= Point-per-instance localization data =
---

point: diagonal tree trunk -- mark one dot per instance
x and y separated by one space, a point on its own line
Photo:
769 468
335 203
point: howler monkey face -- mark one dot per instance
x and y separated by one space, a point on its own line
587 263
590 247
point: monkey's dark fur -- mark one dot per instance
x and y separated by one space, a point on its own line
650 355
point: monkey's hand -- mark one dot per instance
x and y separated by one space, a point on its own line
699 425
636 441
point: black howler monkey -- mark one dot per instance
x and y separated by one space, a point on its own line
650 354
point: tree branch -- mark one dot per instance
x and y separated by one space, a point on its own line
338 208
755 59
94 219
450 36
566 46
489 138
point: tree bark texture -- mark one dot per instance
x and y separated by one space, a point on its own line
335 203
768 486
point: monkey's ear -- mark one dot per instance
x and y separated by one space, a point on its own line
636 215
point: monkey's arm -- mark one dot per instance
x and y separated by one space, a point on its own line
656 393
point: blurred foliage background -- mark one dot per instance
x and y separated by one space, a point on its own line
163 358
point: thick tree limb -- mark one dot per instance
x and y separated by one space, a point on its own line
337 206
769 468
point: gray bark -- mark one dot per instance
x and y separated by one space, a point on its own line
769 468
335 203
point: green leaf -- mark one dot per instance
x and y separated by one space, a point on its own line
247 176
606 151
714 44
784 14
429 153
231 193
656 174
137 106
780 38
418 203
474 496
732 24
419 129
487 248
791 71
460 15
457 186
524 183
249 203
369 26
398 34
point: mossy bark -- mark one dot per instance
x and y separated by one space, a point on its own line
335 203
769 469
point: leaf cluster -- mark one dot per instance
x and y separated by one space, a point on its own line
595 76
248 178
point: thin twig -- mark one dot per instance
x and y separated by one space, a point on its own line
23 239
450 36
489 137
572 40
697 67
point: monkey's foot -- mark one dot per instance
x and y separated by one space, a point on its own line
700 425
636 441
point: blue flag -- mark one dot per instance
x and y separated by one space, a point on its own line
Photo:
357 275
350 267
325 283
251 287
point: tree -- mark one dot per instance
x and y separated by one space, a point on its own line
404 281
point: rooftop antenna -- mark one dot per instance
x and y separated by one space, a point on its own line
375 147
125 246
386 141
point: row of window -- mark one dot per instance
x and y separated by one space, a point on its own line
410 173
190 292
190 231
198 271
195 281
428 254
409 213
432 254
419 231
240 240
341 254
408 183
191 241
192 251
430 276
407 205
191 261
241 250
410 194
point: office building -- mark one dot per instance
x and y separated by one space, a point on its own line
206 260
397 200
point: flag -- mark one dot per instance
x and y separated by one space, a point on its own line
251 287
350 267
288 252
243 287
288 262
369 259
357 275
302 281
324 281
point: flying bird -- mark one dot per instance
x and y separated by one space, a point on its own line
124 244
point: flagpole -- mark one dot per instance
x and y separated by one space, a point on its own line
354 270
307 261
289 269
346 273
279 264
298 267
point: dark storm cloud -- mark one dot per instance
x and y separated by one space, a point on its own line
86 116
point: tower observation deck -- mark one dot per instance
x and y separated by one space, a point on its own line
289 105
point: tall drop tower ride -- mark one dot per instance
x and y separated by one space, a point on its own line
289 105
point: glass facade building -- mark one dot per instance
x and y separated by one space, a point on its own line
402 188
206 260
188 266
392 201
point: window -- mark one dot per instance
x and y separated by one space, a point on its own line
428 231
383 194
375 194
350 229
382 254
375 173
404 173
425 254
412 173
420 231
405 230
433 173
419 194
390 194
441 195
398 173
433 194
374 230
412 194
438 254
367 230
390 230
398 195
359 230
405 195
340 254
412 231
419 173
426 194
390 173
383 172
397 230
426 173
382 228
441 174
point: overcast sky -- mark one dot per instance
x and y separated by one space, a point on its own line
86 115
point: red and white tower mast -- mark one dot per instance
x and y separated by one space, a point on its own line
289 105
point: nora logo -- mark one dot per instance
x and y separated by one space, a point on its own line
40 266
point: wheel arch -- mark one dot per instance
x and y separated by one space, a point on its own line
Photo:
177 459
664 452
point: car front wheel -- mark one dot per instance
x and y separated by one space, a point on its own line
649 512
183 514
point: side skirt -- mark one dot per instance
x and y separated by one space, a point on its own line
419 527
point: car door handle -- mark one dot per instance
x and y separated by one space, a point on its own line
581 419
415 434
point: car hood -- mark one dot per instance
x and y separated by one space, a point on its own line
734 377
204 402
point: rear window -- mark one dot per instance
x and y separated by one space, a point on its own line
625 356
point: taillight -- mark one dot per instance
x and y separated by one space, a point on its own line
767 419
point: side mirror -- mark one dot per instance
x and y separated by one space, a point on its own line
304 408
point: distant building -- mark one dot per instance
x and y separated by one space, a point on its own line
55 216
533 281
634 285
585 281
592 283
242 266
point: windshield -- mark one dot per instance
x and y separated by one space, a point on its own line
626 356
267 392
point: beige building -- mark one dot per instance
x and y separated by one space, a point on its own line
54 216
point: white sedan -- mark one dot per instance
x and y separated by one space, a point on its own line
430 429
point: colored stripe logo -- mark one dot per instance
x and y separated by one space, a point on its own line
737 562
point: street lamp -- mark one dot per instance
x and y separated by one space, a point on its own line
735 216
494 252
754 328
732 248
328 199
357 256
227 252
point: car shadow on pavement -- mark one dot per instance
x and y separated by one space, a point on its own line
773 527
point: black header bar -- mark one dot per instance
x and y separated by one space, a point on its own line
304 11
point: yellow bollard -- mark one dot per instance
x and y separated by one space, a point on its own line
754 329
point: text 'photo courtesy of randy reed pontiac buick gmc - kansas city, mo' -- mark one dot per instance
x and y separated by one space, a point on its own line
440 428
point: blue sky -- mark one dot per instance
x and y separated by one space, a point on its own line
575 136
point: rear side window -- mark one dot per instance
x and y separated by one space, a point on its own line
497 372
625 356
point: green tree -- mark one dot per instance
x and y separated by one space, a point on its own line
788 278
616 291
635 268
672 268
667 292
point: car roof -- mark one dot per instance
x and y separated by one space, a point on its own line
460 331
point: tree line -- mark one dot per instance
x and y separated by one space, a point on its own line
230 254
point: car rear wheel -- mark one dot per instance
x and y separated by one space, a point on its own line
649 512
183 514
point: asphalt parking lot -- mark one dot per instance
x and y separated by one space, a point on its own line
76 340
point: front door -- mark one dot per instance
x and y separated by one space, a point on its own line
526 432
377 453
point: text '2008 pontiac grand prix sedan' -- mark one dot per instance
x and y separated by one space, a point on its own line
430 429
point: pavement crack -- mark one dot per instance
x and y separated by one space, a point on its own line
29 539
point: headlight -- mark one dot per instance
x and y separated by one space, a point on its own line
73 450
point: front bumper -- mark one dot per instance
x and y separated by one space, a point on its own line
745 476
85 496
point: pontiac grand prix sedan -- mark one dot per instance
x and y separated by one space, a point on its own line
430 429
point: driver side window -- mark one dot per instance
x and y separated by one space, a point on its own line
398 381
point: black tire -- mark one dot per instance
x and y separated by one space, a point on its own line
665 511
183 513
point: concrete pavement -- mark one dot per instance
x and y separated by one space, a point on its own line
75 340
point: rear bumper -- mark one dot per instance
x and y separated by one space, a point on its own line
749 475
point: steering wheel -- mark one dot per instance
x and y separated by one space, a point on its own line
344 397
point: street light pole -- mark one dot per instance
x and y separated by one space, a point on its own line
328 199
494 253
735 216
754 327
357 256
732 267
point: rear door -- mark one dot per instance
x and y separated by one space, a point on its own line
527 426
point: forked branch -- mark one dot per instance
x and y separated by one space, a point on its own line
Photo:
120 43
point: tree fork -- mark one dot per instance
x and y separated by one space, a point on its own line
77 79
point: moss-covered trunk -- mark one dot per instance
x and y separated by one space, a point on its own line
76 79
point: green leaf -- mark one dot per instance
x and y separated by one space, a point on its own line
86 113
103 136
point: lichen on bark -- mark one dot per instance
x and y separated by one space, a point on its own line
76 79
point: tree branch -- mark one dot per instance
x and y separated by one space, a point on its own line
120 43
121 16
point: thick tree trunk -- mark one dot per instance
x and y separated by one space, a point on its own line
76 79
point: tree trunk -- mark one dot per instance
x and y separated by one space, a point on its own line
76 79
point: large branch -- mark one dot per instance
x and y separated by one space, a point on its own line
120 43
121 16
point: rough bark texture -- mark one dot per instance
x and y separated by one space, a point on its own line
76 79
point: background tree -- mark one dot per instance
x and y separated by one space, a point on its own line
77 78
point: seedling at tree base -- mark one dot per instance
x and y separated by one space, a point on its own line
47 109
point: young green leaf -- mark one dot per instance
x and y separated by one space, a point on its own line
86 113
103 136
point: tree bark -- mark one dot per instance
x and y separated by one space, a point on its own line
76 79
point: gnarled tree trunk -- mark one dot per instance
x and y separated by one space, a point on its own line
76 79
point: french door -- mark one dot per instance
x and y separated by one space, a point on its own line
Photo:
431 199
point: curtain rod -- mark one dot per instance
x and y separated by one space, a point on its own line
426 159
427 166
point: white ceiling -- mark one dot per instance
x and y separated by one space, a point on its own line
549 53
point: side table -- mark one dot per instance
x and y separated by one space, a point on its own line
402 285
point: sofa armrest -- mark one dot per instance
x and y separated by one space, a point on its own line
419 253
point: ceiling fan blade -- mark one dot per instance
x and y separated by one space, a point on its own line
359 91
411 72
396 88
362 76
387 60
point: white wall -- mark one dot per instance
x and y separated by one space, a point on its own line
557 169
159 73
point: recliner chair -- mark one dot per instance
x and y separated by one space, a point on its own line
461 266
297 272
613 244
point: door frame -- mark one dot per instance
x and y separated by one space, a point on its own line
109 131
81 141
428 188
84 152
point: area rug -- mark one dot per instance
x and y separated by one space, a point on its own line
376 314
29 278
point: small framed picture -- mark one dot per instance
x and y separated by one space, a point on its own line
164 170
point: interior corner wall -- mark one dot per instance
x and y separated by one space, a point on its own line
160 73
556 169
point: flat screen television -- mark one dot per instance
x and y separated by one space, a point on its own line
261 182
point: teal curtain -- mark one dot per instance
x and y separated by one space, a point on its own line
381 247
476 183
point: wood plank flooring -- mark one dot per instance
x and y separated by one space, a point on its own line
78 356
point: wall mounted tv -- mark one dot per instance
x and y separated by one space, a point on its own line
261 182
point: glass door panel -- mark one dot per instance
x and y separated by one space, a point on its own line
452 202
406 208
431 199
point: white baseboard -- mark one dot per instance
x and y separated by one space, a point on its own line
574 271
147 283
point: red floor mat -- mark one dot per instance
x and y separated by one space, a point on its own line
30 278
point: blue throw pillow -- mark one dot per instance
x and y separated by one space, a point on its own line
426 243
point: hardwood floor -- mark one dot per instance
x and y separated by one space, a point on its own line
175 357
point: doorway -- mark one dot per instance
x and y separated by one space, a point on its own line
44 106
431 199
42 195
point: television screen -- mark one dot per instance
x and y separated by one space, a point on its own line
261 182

---

= Exercise directions =
Set down, word for word, each line from the top of the records above through the line with "point: tree bark texture".

= Answer box =
point: diagonal tree trunk -- mark one dot per instance
x and y separated by one space, a point on its own line
Photo:
769 468
335 203
point: howler monkey face -- mark one dot per instance
x and y separated by one space, a point on its own line
587 263
590 247
point: monkey's dark fur -- mark one dot per instance
x and y separated by one space, a point on its own line
650 355
point: monkey's hand -- mark one dot per instance
x and y separated by one space, a point on its own line
699 425
636 441
point: black howler monkey -- mark one dot per instance
x and y separated by one space, a point on its own line
650 354
point: tree branch -- mark one dot per instance
x and y separated by one space, a point on its own line
338 208
755 59
94 219
450 36
566 46
489 138
point: tree bark texture -- mark one dot per instance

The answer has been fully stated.